▶ _Challenge 1_: Recast the stretch of rows from the line containing "--target white snow surface" through the end of the rows as a numbered list, omitting blank lines.

To fix or not to fix, that is the question. Or maybe it's the monetary system itself that needs a fix.
These are the messages contained in a 34-page paper by Joseph Yam Chi-kwong, on the Hong Kong dollar's peg to the US dollar. (I have seen so many news reports mentioning a 27-page paper that I cannot help wondering how many of those reporters actually read Yam's paper).
Yam, of course, had stood by the peg from 1993, when he became the first chief executive of the Monetary Authority, until he retired in 2009. He is now an adjunct professor at the Chinese University.
The peg at 7.8 to the US dollar earned Yam the dubious title of Mr7.8 for the past 30 years or so. In 1998, he used massive amounts of government funds to buy up Hong Kong equities to protect the economy from currency speculators like George Soros, who of course is famous for 'breaking' the Bank of England.
So when Mr 7.8 says 7.8 is no good, we'd better listen. After all, he is the man with the credentials.
Yam even provided a legal analysis in the paper on how Hong Kong can abandon the fixed peg and still comply with articles 109 to 113 of the Basic Law that deal with the financial and monetary system.
But the heart of his paper points to just one important issue, concerning the HKMA's capacity to adopt a more proactive and more discretionary monetary policy that serves objectives well beyond just maintaining currency stability, such as stimulating economic growth and generating more jobs for Hong Kong.
Allowed only 1,000 pips of the exchange rate movement band to work with, between 7.75 and 7.85, the HKMA can do only so much. Independent monetary policy in Hong Kong is a joke, serving as nothing more than a faraway but certainly not tenuous extension of Washington's monetary policies.
Every Hong Kong dollar needs to be backed by US dollar assets. When Washington sets a low interest rate, Hong Kong has to follow, since it needs to take into account the returns on dollar holdings. After nearly 30 years of a fixed peg, which is longer than many marriages, I presume, Hong Kong has already slipped into the de facto status of 'dollarisation'.
With such a fixation on the dollar peg, other macroeconomic objectives are understandably compromised.
The special administrative region has sat tight, doing nothing in the face of the soaraway inflation over the last several years. We have seen wide swings in property values in Hong Kong, and we've seen massive amounts of capital outflows to the north as people dump Hong Kong dollars in droves in favour of renminbi assets. Yam rightfully points out this dilemma and suggests that the goal of growth and jobs should precede that of exchange rate stability, especially in hard times when we need to stimulate an economy under stress and help communities in pain. He even elevates this issue to one that touches on democracy.

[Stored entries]
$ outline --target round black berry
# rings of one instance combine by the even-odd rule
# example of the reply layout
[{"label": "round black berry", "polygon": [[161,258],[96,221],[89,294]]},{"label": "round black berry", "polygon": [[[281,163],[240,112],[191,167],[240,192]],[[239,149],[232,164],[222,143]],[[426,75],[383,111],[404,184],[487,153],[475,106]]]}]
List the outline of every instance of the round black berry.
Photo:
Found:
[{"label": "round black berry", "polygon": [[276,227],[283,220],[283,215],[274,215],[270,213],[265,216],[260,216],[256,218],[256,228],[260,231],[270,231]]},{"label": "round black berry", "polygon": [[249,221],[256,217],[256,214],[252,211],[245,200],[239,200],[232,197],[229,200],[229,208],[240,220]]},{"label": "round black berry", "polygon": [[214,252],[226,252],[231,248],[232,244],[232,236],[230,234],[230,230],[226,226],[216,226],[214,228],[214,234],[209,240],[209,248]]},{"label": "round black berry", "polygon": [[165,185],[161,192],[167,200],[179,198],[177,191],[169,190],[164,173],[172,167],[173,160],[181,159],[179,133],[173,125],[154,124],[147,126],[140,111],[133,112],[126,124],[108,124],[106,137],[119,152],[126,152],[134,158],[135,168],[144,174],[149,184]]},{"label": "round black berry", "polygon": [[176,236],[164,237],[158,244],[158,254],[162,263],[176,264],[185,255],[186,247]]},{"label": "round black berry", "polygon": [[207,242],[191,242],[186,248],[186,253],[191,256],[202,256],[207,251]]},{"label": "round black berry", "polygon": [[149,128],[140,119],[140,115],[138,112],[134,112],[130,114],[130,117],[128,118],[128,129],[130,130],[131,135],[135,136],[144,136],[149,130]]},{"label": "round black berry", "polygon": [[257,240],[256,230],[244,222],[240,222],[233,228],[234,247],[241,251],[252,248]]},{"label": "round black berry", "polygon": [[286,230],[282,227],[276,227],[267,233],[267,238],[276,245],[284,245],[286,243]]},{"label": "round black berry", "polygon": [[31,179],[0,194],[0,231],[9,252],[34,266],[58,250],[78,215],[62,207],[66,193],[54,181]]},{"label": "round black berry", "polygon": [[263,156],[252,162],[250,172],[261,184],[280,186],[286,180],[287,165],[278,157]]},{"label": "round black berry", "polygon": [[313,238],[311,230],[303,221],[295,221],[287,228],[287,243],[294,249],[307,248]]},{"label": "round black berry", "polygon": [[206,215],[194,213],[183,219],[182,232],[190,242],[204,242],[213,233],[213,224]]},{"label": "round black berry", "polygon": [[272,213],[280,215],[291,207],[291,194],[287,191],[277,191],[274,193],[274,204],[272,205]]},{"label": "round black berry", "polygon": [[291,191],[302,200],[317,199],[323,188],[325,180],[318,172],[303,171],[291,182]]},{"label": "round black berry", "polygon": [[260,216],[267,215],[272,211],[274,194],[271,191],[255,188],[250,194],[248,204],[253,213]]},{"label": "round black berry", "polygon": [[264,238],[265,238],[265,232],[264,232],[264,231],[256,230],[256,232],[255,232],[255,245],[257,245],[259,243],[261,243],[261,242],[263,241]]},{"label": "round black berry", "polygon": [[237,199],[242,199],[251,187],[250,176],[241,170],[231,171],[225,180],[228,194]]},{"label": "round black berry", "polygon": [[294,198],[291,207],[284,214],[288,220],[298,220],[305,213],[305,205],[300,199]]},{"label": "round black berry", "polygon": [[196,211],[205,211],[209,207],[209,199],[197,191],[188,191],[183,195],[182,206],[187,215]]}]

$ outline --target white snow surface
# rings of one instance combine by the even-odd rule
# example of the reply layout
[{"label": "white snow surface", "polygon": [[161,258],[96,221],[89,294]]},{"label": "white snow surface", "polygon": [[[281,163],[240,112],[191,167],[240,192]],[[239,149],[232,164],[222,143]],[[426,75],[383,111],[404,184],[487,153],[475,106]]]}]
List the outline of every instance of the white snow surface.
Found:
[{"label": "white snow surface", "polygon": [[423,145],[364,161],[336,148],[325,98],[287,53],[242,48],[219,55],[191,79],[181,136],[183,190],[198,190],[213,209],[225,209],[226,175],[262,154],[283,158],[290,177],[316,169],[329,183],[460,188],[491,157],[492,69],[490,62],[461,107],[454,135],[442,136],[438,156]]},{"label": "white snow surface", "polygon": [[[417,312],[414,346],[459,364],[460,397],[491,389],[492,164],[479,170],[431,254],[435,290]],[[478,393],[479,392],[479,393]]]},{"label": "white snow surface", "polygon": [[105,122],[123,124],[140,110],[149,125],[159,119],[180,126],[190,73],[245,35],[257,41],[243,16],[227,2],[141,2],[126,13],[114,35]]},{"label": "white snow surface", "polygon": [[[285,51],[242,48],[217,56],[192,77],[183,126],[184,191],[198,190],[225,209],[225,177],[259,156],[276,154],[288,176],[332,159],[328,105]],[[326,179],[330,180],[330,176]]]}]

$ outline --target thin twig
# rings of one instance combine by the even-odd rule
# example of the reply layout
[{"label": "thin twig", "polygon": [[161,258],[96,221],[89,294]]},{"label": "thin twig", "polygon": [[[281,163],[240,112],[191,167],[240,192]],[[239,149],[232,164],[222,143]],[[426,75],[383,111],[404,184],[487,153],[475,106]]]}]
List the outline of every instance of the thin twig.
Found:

▶ _Challenge 2_: In the column on the Hong Kong dollar peg, in what year did Yam retire from the Monetary Authority?

▶ _Task response 1_:
1. $ outline --target white snow surface
2. # rings of one instance combine by the even-odd rule
3. # example of the reply layout
4. [{"label": "white snow surface", "polygon": [[161,258],[96,221],[89,294]]},{"label": "white snow surface", "polygon": [[[281,163],[240,112],[191,167],[240,192]],[[239,149],[232,164],[222,143]],[[426,75],[383,111],[404,184],[487,153],[475,106]]]}]
5. List the outline of every instance of the white snow surface.
6. Found:
7. [{"label": "white snow surface", "polygon": [[423,145],[364,161],[336,148],[325,98],[287,53],[242,48],[219,55],[191,79],[181,136],[183,190],[198,190],[213,209],[225,209],[226,175],[262,154],[283,158],[290,177],[316,169],[329,183],[460,188],[491,157],[492,69],[490,62],[461,107],[454,135],[442,136],[438,156]]},{"label": "white snow surface", "polygon": [[[417,312],[414,346],[459,364],[460,397],[491,389],[492,164],[479,170],[431,254],[435,290]],[[478,393],[479,392],[479,393]]]},{"label": "white snow surface", "polygon": [[105,122],[123,124],[140,110],[149,125],[159,119],[180,126],[190,73],[245,35],[257,41],[243,16],[227,2],[141,2],[126,13],[114,35]]},{"label": "white snow surface", "polygon": [[[285,51],[242,48],[217,56],[192,77],[183,126],[184,191],[198,190],[225,209],[225,177],[259,156],[276,154],[288,176],[332,159],[328,105]],[[326,179],[330,180],[330,176]]]}]
8. $ outline --target thin twig
9. # rings of one instance combine by the even-odd rule
10. # example of the reply layout
11. [{"label": "thin twig", "polygon": [[161,258],[96,221],[89,294]]},{"label": "thin twig", "polygon": [[[281,163],[240,112],[191,167],[240,192]],[[239,149],[232,164],[222,143]],[[426,75],[383,111],[404,184],[487,153],[475,106]]]}]
12. List the outline of every instance of the thin twig.
13. Found:

▶ _Task response 2_: 2009